EXTRACT TO READ
▬▬▬▬▬▬
Swedish Healthcare Reform Newsletters 2002

Encouraging market competition in the publicly-funded, universal health care system could improve productivity and decrease wait times in Canada

Summary

The purpose of this project was to inform Canadian policy makers about changes to the publicly run health care system occurring in Sweden. The Swedish health care system allowed incremental privatization of some services beginning in the early 1990s, and these publications were designed to facilitate information transfer about the successes of different initiatives for health care reform in the Swedish system. The reports documented an improved sense of ownership among employees, greater productivity, successful implementation of user fees, and the effective introduction of private healthcare providers into the public system in the Swedish context.

Grant Outputs

When Employees Take Over – http://www.fcpp.org/pdf/when_employees_take_over.pdf

This article highlights the experiences of two private clinics in the Stockholm region and their successes in the new partially-privatized system. The interviewees suggested that since they had become directly accountable to their patient base, rather than to the federal medical care system, their productivity had increased while their costs decreased. Health care providers reported higher satisfaction with their pay and working conditions in the private sector.

User Fees for Health Care in Sweden – http://www.fcpp.org/publication.php/26

This article examines the political impetus for the movement towards a more market driven Swedish health care system. It explains the long history of user fees, in place in Sweden since the 1970s. The report concludes that higher user fees were a minimally contentious political issue because the system ensured that children and low income people were not denied medical care due to insufficient funds.

Despite Swedish Elections: Health Reforms Continue – http://www.fcpp.org/publication.php/451?print=yes

This report considers the implications on health care reforms of the Social Democrats winning in the federal elections in Sweden. It hypothesizes that certain reforms to the medical system would proceed, such as the guarantee that Swedes living in any district could use public funding from their local council in another region to obtain treatment if it was unavailable in their district. The report concludes that other reforms, such as using federal tax funds to purchase private emergency room services, would be slowed due to the election results, but that they would not reverse the process of marketization in health care provision.
▬▬▬▬▬▬
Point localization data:
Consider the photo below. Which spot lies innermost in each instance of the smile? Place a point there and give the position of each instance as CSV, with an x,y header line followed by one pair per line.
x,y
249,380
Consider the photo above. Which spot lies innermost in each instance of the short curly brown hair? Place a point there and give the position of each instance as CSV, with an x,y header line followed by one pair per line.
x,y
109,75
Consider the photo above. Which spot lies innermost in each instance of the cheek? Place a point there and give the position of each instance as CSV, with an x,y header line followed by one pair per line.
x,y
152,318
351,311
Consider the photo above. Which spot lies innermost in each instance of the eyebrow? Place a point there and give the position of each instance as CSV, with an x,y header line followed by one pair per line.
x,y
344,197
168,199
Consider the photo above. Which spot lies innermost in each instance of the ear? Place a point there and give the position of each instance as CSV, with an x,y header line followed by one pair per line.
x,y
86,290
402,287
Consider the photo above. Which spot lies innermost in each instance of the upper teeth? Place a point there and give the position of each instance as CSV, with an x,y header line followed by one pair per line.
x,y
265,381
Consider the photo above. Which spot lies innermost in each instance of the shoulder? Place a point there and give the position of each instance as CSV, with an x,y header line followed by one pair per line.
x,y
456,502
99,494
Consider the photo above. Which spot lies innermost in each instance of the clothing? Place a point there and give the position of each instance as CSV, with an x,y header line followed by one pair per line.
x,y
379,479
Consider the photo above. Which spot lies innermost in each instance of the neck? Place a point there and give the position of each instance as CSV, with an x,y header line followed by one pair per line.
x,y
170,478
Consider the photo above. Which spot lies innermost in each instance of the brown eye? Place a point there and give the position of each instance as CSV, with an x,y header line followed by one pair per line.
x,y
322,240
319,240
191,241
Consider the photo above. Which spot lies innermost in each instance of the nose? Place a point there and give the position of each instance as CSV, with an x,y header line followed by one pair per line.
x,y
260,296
▬▬▬▬▬▬
TASK TO CARRY OUT
According to the Swedish health care reform text, why did higher user fees cause little political controversy in Sweden? Answer in one to three sentences. Rely only on the Swedish health care reform text.

TASK SOLUTION
Higher user fees were a minimally contentious political issue because the system ensured that children and low-income people were not denied medical care due to insufficient funds.